▶ _What you are asked to do_
Nothing but the lines from the line with "the dragonfly abdomen" through the end of the data is to be copied, and each is to be copied exactly.
###
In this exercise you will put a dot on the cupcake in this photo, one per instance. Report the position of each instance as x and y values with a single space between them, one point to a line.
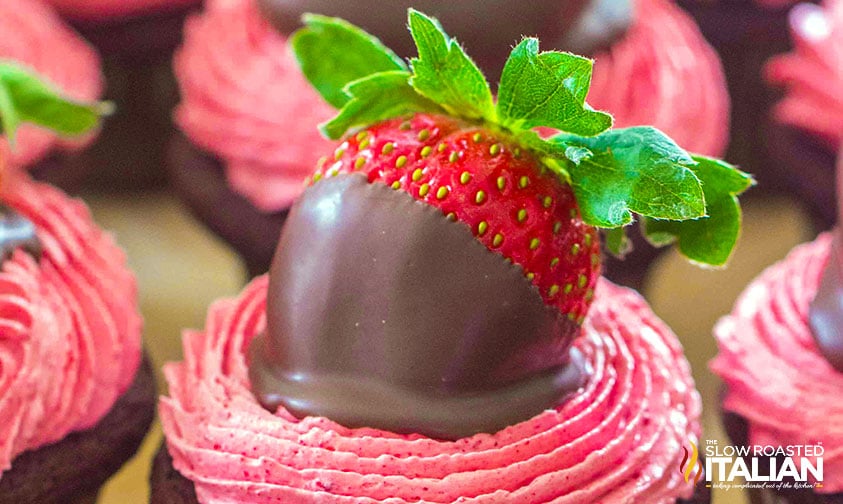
807 124
779 374
76 394
746 33
136 39
434 327
34 36
229 174
781 360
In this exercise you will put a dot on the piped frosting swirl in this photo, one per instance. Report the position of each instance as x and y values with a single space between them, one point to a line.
69 325
618 440
663 73
776 377
812 74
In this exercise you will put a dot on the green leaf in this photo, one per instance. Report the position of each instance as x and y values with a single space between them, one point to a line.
24 97
632 170
617 243
332 53
712 239
548 89
375 98
444 74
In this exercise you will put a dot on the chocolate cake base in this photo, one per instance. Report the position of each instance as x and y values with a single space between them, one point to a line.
738 431
168 486
746 35
129 154
74 469
199 179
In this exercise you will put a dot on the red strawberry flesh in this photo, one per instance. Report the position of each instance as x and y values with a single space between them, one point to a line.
482 179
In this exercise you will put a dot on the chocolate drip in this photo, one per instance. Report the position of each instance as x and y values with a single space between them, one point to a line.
16 231
487 28
826 311
382 313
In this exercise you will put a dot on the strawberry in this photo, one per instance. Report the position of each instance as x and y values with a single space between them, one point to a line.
486 181
434 131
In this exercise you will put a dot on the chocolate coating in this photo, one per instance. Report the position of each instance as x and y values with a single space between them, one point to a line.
488 28
826 311
382 313
16 231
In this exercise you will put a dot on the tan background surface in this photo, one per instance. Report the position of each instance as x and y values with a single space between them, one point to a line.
182 268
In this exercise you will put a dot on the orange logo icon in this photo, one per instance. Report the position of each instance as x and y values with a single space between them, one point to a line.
689 463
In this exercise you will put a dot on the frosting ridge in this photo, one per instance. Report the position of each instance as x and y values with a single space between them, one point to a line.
777 378
69 326
611 442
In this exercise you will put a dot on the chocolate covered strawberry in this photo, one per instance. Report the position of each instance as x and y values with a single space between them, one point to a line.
435 274
485 180
434 131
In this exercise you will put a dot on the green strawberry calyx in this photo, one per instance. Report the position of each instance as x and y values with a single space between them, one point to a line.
26 98
614 173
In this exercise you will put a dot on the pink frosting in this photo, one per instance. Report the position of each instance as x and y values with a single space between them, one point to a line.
619 439
775 376
776 4
813 72
33 35
69 326
244 99
111 9
663 73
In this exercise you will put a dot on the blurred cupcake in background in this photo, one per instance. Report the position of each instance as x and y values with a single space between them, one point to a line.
76 393
32 35
781 361
806 127
249 120
746 33
136 39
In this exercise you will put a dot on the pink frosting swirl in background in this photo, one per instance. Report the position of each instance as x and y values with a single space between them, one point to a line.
776 377
813 72
69 325
663 73
33 35
111 9
619 439
244 99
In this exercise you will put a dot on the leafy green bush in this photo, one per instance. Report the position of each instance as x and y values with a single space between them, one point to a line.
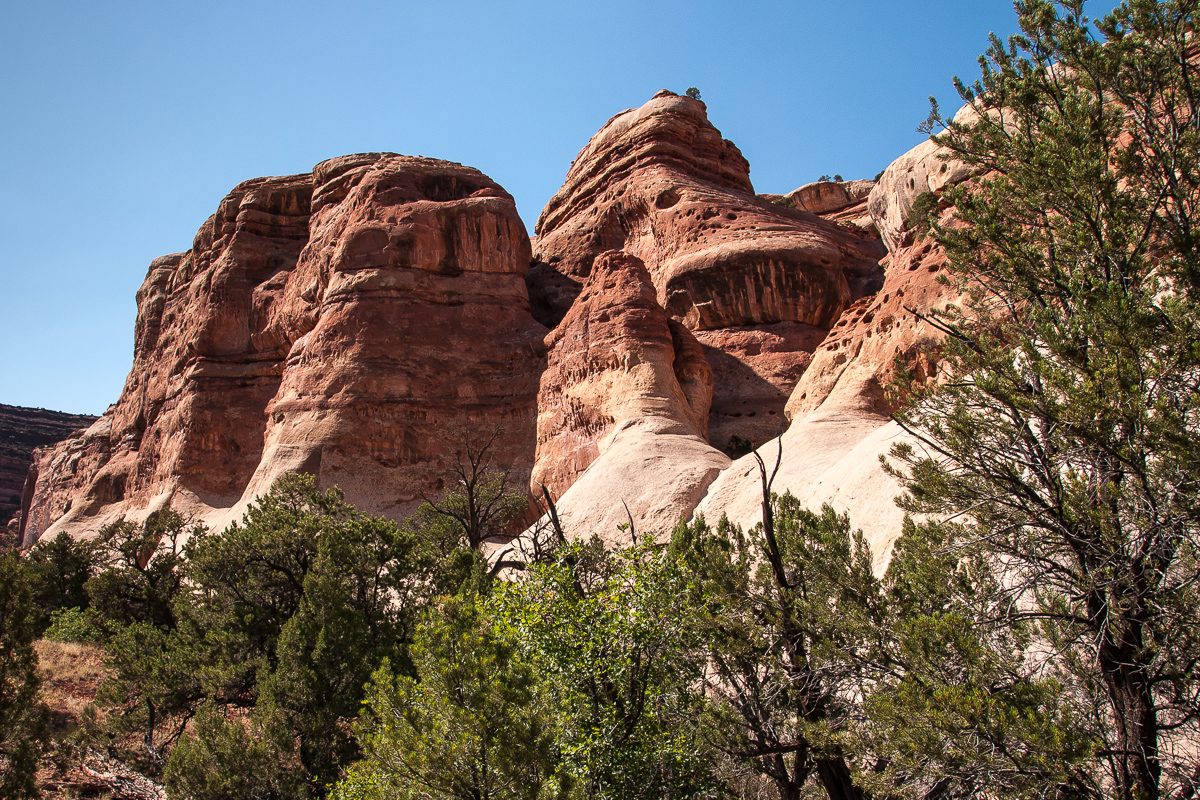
923 212
76 625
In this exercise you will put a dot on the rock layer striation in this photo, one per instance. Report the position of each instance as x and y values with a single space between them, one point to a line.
334 323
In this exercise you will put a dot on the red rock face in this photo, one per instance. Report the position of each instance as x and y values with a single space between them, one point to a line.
333 323
617 356
856 364
757 282
407 316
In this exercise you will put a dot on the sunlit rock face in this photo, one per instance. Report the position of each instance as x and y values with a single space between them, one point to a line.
617 356
756 282
336 323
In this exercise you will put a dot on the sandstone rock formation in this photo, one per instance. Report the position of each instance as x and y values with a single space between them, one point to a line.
756 282
924 168
839 410
624 404
22 431
333 323
617 356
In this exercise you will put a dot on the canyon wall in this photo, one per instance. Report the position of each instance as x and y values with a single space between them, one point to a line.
341 323
359 320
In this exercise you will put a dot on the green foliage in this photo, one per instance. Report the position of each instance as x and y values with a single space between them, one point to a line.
789 614
469 726
24 719
952 705
287 614
76 625
58 571
1067 446
619 662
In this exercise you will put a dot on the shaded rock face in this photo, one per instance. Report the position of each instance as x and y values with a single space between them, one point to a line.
331 323
617 356
659 182
925 168
23 431
754 371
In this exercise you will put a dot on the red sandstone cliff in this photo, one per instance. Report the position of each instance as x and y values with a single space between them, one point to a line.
759 283
342 322
333 323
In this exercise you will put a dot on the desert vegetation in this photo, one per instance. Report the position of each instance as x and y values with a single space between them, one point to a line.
1033 633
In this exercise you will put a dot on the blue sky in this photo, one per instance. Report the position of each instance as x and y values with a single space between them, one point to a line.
125 124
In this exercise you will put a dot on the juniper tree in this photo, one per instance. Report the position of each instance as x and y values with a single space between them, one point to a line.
1063 445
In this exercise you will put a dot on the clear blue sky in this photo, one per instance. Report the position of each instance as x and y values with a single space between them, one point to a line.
124 124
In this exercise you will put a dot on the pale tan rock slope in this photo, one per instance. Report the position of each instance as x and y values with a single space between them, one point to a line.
346 322
339 323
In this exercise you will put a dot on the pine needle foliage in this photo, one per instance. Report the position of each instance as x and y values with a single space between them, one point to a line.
1065 443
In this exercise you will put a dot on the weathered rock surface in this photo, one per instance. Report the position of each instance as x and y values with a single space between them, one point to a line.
22 431
825 197
756 282
922 169
333 323
616 358
661 184
653 465
839 409
755 368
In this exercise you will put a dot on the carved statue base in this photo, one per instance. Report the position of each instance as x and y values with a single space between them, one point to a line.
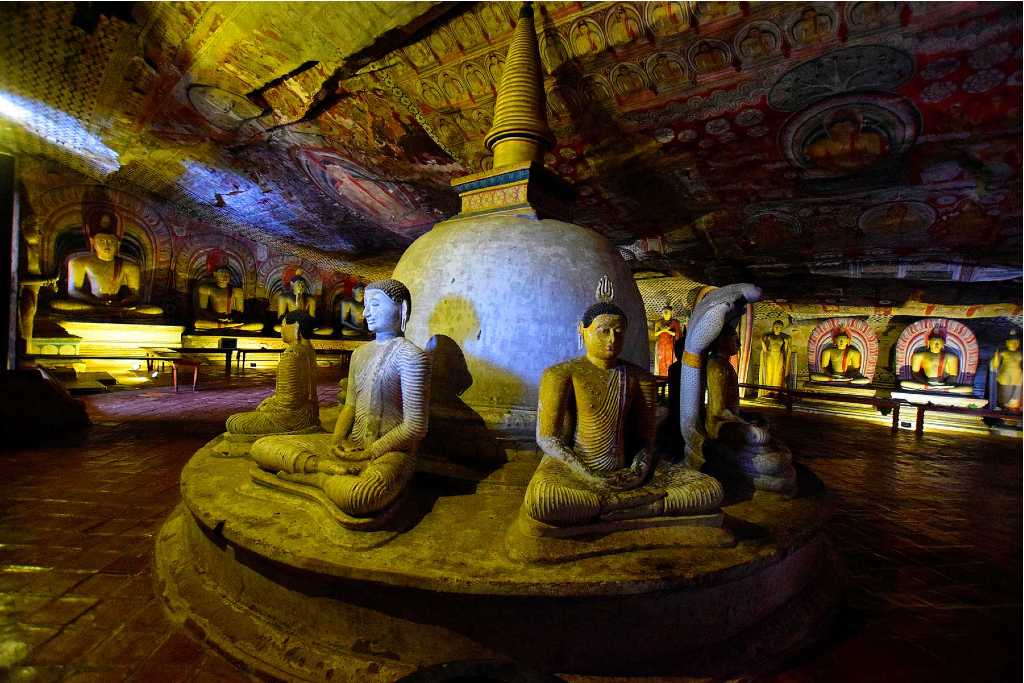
275 583
530 541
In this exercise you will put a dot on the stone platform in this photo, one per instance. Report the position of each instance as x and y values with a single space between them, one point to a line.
840 389
282 589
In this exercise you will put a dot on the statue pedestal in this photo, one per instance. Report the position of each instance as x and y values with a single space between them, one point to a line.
948 421
279 585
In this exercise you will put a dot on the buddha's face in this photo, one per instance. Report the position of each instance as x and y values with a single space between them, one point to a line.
382 313
289 332
105 246
605 336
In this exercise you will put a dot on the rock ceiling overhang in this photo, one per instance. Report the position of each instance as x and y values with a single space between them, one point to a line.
869 139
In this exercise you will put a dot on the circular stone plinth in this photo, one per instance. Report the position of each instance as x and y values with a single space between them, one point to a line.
274 583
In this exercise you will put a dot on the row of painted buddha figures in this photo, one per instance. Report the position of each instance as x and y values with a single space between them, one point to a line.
596 427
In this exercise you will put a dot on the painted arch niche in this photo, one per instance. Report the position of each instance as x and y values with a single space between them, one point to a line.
958 339
146 239
862 338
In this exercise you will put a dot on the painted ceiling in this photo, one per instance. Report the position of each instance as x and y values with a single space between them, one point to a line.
758 140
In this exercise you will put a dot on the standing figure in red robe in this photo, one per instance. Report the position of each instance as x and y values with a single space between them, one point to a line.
667 331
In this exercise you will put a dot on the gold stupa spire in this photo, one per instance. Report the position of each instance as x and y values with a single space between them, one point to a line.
519 131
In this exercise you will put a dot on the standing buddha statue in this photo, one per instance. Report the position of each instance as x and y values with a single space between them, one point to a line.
667 331
1005 369
774 359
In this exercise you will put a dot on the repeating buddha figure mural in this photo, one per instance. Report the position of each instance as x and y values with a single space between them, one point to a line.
352 313
364 467
101 282
596 428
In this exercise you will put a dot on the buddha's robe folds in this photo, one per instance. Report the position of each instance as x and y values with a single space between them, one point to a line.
294 406
384 418
596 425
736 443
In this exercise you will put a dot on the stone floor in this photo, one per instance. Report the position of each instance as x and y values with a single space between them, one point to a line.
930 529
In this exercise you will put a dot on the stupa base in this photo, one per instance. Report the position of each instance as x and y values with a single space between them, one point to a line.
258 573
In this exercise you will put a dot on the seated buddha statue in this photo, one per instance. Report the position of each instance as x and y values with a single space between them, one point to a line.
353 322
840 363
738 444
363 468
1006 368
219 306
294 407
299 299
934 369
596 427
113 281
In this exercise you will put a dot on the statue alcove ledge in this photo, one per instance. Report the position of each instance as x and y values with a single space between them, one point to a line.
279 586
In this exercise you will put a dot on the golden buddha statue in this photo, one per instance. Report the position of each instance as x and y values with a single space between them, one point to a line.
842 363
300 299
353 321
934 369
596 427
113 281
294 407
1006 370
30 282
364 466
739 444
774 358
219 306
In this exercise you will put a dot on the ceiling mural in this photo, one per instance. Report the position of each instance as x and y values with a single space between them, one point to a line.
755 139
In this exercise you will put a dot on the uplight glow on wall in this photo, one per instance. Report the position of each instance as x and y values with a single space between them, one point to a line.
59 129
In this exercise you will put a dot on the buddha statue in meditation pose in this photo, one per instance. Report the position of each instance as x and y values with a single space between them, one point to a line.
934 369
113 281
841 363
738 444
596 427
219 306
353 322
1006 368
299 299
294 407
364 466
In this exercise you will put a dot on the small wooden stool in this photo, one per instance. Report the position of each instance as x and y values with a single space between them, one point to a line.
185 363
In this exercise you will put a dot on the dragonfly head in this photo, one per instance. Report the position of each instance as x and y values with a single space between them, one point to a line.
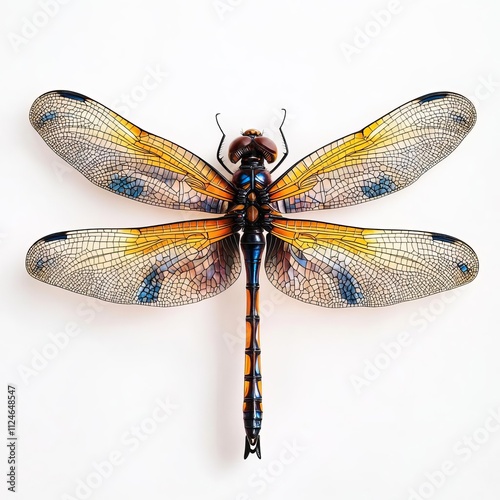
252 147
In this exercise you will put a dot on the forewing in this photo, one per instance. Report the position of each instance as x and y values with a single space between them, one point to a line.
384 157
338 266
167 265
120 157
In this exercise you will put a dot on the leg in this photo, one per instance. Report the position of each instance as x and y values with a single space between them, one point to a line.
219 154
285 152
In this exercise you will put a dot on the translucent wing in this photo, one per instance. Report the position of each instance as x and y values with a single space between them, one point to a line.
387 155
338 266
166 265
120 157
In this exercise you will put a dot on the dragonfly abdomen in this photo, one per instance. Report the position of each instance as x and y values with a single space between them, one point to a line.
252 245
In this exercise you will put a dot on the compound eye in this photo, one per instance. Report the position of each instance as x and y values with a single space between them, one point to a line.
267 147
252 132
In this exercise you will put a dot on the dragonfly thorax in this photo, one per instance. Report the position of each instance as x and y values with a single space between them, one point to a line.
252 198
###
▶ _Full response_
In this exercise you will put a dot on the dragonfly abdomen in this photo, one per instance. Report the position of each instance as x and y values with a single space between them, one point to a line.
252 245
In this exercise you will put a dot on the compound eye in this photo, one per instance. Report the position of each instance as x and y values with a single space between them, one point to a line.
267 147
252 132
In this exercise you will put a dot on the dragonfly thorax in this photo, one per instance. Report the position of each instance as x and y values with a single space between them, one point to a line.
252 198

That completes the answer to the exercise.